Natural language region descriptions:
----------

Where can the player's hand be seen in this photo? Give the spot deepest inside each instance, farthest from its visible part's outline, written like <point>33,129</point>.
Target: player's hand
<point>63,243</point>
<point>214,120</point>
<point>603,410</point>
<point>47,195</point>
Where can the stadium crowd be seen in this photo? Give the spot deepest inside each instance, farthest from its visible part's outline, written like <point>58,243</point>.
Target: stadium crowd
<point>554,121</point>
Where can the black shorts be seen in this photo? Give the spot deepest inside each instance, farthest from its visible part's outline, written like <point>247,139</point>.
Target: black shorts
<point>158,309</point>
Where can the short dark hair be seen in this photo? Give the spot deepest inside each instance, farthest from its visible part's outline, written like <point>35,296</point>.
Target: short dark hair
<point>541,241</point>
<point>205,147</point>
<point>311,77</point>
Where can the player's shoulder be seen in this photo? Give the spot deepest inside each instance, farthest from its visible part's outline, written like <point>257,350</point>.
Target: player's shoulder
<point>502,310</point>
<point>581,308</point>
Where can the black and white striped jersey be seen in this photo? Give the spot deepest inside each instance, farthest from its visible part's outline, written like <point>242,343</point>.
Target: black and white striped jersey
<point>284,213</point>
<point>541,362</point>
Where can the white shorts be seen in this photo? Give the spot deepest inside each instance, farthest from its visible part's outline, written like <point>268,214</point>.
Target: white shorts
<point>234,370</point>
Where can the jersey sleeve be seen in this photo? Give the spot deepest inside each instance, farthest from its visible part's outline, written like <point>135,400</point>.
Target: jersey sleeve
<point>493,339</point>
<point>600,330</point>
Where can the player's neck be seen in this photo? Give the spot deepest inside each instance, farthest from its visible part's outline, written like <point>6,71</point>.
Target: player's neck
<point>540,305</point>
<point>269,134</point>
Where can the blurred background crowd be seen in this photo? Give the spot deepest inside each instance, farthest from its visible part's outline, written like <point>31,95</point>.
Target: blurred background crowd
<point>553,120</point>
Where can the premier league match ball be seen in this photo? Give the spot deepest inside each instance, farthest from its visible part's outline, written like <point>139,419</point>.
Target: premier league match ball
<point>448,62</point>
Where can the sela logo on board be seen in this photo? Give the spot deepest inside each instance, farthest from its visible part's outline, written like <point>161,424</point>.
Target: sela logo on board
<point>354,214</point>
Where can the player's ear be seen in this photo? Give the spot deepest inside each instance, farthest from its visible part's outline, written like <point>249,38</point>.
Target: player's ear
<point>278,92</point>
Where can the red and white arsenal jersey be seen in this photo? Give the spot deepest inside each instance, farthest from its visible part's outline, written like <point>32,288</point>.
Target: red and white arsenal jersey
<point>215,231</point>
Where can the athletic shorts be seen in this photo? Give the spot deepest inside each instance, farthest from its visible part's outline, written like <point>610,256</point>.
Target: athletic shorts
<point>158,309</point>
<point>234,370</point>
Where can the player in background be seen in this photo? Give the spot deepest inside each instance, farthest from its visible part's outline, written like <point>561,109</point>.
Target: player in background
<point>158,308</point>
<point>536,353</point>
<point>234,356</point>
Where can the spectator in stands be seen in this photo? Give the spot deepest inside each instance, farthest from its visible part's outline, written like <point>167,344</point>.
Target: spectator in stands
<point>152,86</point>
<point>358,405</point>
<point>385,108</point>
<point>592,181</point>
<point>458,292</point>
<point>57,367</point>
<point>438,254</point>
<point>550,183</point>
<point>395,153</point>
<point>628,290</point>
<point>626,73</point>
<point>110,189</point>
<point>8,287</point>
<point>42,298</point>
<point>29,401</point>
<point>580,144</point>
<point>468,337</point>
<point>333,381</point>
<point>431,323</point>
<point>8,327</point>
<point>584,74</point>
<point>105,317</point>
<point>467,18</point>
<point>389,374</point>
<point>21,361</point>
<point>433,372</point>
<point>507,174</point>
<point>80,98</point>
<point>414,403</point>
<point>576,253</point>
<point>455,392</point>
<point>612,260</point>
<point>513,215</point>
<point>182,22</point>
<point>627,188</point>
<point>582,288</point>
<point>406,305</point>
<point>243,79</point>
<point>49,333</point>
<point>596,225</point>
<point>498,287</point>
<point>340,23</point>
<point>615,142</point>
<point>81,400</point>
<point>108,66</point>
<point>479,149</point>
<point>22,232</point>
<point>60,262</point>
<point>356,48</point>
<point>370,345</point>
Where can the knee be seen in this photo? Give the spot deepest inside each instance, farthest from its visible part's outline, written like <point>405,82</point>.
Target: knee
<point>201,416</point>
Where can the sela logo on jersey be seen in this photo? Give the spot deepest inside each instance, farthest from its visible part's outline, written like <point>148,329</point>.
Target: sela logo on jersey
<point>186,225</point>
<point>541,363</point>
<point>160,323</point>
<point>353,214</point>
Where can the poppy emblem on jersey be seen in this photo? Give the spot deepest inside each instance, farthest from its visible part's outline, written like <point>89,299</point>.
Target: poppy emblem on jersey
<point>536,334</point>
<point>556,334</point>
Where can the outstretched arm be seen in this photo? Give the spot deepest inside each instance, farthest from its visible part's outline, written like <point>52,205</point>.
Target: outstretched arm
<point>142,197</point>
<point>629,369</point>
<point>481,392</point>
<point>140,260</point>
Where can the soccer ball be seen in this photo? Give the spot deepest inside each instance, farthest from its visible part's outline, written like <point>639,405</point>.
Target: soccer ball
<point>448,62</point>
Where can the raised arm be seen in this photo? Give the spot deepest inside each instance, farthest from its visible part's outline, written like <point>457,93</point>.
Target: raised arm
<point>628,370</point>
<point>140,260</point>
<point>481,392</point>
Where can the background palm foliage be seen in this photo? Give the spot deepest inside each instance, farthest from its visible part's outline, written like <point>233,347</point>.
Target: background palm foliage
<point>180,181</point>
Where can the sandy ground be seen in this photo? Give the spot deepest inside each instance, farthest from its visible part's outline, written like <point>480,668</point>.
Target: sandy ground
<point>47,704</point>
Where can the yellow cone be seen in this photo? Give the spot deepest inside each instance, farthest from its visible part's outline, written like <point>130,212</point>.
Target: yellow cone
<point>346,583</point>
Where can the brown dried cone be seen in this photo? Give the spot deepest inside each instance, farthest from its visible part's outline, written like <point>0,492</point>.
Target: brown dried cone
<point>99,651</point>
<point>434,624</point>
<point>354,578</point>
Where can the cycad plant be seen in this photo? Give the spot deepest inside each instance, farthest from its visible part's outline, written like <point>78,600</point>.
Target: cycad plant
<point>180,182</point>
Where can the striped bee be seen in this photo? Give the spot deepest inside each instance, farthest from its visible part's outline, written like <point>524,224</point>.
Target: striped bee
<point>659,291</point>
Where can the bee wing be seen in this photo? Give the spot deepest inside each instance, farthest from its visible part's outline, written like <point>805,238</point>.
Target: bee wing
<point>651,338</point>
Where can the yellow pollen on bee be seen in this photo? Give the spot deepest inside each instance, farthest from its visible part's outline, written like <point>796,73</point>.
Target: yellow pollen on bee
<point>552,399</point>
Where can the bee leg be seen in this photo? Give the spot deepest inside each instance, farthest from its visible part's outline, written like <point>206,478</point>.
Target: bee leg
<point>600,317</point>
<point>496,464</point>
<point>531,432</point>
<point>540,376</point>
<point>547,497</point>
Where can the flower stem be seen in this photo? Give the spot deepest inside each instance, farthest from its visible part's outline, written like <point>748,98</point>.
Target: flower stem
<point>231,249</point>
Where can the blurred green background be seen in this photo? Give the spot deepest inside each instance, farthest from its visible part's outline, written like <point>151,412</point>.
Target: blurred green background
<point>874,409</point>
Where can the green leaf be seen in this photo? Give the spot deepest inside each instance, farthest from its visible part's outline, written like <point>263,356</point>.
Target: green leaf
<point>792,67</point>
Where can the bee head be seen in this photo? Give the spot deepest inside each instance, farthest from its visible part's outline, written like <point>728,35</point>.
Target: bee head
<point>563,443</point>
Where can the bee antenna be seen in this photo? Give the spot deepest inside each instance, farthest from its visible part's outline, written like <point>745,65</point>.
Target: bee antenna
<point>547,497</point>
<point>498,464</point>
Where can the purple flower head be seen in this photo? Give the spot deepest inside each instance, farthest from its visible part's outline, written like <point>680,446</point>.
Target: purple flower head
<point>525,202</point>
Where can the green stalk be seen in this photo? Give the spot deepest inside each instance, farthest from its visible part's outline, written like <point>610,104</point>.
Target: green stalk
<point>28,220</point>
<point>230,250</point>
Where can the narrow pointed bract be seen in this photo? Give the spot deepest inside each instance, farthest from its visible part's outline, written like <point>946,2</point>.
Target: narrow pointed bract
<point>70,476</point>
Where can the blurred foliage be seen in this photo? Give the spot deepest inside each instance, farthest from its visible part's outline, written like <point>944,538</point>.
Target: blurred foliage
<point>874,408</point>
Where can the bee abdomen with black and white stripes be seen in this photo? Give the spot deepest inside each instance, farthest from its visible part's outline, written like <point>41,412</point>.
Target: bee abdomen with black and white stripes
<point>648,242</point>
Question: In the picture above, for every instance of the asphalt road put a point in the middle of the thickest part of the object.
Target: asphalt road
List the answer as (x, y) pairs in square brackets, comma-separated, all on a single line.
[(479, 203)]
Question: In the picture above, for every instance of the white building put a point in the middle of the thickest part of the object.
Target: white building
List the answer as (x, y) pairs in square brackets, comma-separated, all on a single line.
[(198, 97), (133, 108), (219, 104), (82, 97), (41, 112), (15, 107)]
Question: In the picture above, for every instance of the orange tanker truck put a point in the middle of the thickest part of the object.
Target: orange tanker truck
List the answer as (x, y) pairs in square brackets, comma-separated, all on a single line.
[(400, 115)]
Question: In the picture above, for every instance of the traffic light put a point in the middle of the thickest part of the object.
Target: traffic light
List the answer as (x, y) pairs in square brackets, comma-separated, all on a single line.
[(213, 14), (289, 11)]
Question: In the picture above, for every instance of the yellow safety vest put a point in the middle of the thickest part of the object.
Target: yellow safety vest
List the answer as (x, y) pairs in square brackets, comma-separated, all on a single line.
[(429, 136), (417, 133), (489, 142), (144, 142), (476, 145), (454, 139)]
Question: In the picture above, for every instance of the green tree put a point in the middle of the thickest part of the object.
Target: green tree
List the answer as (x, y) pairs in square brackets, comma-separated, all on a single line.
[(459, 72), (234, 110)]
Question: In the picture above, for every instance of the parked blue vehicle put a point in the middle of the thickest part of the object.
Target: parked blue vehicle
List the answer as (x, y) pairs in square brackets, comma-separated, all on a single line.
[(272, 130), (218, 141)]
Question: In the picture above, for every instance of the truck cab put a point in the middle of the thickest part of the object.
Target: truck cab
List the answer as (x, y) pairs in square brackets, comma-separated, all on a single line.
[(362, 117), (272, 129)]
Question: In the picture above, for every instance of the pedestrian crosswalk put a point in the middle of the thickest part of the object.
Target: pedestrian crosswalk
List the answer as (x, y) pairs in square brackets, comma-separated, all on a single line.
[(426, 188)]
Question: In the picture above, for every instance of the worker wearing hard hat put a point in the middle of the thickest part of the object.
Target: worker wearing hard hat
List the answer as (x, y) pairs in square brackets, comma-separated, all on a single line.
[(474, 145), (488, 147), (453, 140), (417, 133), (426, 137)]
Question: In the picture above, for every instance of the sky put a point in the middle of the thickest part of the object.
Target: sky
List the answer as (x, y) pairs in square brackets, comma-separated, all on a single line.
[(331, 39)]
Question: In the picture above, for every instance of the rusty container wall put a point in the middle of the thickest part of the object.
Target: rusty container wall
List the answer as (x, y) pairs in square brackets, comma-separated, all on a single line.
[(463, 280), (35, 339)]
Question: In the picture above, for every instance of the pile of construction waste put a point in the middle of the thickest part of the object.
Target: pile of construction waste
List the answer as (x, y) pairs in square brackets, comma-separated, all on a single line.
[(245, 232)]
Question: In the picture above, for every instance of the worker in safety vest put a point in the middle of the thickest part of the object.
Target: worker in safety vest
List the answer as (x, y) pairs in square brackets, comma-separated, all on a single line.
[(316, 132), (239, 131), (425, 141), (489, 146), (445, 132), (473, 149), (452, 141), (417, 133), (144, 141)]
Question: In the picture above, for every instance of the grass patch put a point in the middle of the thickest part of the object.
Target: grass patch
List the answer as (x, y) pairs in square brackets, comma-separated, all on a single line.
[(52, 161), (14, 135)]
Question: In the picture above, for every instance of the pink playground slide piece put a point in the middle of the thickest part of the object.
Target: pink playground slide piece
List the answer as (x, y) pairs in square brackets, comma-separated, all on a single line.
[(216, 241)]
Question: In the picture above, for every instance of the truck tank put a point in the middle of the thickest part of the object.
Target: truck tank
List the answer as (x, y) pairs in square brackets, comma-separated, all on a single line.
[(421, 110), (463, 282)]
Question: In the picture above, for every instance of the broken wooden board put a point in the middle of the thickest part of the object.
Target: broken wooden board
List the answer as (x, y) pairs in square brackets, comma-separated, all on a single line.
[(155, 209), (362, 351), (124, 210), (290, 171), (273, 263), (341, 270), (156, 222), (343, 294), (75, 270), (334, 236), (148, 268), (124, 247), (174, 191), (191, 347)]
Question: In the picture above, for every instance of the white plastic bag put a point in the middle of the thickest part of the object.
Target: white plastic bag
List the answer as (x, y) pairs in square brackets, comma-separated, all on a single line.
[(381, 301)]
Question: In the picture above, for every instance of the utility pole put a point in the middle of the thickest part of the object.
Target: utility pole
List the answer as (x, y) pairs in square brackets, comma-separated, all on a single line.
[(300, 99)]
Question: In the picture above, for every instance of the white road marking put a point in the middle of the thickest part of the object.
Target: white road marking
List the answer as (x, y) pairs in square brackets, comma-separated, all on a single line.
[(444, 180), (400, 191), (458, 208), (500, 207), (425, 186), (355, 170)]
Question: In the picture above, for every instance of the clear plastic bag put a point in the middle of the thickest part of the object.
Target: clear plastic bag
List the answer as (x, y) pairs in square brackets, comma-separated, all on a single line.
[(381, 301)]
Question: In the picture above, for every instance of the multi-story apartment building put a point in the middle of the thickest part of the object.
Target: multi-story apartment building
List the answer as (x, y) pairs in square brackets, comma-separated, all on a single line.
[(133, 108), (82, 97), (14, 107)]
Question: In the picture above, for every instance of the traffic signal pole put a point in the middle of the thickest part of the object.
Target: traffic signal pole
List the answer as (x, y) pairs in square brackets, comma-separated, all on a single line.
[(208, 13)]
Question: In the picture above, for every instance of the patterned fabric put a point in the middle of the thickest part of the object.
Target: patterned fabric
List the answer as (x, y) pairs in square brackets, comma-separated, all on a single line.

----------

» EXERCISE GOAL:
Among the records, find all lines that include the string "slide" and return them.

» RESULT OF THIS TASK:
Question: In the picture above, for every instance of the pink playground slide piece put a point in the middle of the thickest part of the object.
Target: pink playground slide piece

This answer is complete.